Seventh Day Adventism: Who Is Telling the Truth? – Program 2

By: Dr. William Johnsson, Dr. Walter Martin; ©1985
Are the writings of Ellen G. White considered to be a source of truth for Seventh-day Adventists? Do they believe she speaks for God when she writes?

Do Seventh-day Adventists Accept Ellen G. White’s Writings as Authoritative?

Ankerberg: Welcome! We’re glad that you joined us tonight. My guests are Dr. William Johnsson, editor of the Adventist Review which is the official organ of the Seventh-day Adventist denomination, and Dr. Walter Martin of the Christian Research Institute in California. Gentlemen, we’re talking about Seventh-day Adventist beliefs. Last week we were talking about some of the things that are happening inside the denomination. And we were talking about why it is that some of the folks that are not Adventists are looking in and we’re seeing some professors and ministers that in many senses agree with folks on the outside in Orthodox Christian belief, and these folks are being fired.
We’re talking about one specific doctrine, and Dr. Johnsson, I’d like to come to you on this. You were quoting from the fundamental beliefs last week, and I would like to go back to the fundamental beliefs concerning the gift of prophecy and the authority of Ellen G. White. One of the things that is a puzzle, I think, to me, as well as to a lot folks, is underneath the paragraph concerning the gift of prophecy that you say, “As the Lord’s messenger, Ellen White’s writings are a continuing and authoritative source of truth.” What does it mean for her writings to be “a continuing and authoritative source of truth which provide for the church comfort, guidance, instruction and correction?”
Johnsson: I think it means we should take them seriously.
Ankerberg: How seriously?
Johnsson: Just as we would any gift of the Spirit. If we accept the doctrine of spiritual gifts as set forth in 1 Corinthians 12:13, just as in some denominations they believe in the gift of tongues and so on, we should take note of instruction that comes through that gift. I would repeat that the bottom line is that the scriptures test every gift, every spiritual gift and this would include instruction that comes from that gift. The Adventists take her writings seriously. We feel that they have instruction for us.
Ankerberg: Okay, I’ve got a quote here from Neal Wilson: “There must be a renewal of personal Bible study and family worship, a re-emphasis on biblical preaching and teaching supported and strengthened by enlightenment that comes from the study of the inspired and authoritative writings of Ellen White, which is necessary.” Now, what I want to know is, if Ellen White’s writings come underneath the authority of scripture, why is he saying that it is necessary to read that Bible in light of her writings?
Johnsson: Is that what he’s saying: it’s necessary to read the Bible in light of her writings?
Ankerberg: “…enlightenment that comes from the study of the inspired and authoritative writings” not of all the Christian counselors, but specifically of Ellen White, “which is necessary.”
Johnsson: Well, I wish he was here tonight to explain just what he meant here.
Ankerberg: That’s our problem.

▸ **Problems and tasks**:
a - In the transcript, what does the quoted fundamental belief say Ellen White's writings provide for the church? List each item.
b - Print the part of the transcript between "We’re talking about one" and "take them seriously.", inclusive.
c - Say whether each statement agrees with the transcript, answering yes or no and quoting the deciding words: (i) William Johnsson edits the Adventist Review. (ii) Walter Martin is with the Christian Research Institute in Texas. (iii) Johnsson says the scriptures test every spiritual gift.
Answer using only the transcript, without outside knowledge.

▸ **Available data**:
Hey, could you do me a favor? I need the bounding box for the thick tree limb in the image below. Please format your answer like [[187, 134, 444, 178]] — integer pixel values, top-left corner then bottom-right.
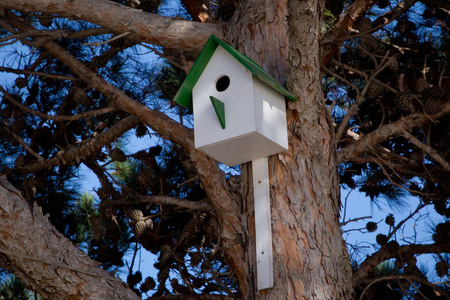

▸ **Set of answers**:
a - comfort, guidance, instruction, correction

b -
We’re talking about one specific doctrine, and Dr. Johnsson, I’d like to come to you on this. You were quoting from the fundamental beliefs last week, and I would like to go back to the fundamental beliefs concerning the gift of prophecy and the authority of Ellen G. White. One of the things that is a puzzle, I think, to me, as well as to a lot folks, is underneath the paragraph concerning the gift of prophecy that you say, “As the Lord’s messenger, Ellen White’s writings are a continuing and authoritative source of truth.” What does it mean for her writings to be “a continuing and authoritative source of truth which provide for the church comfort, guidance, instruction and correction?”
Johnsson: I think it means we should take them seriously.

c -
(i) Yes: "Dr. William Johnsson, editor of the Adventist Review"
(ii) No: "Dr. Walter Martin of the Christian Research Institute in California"
(iii) Yes: "the scriptures test every gift, every spiritual gift"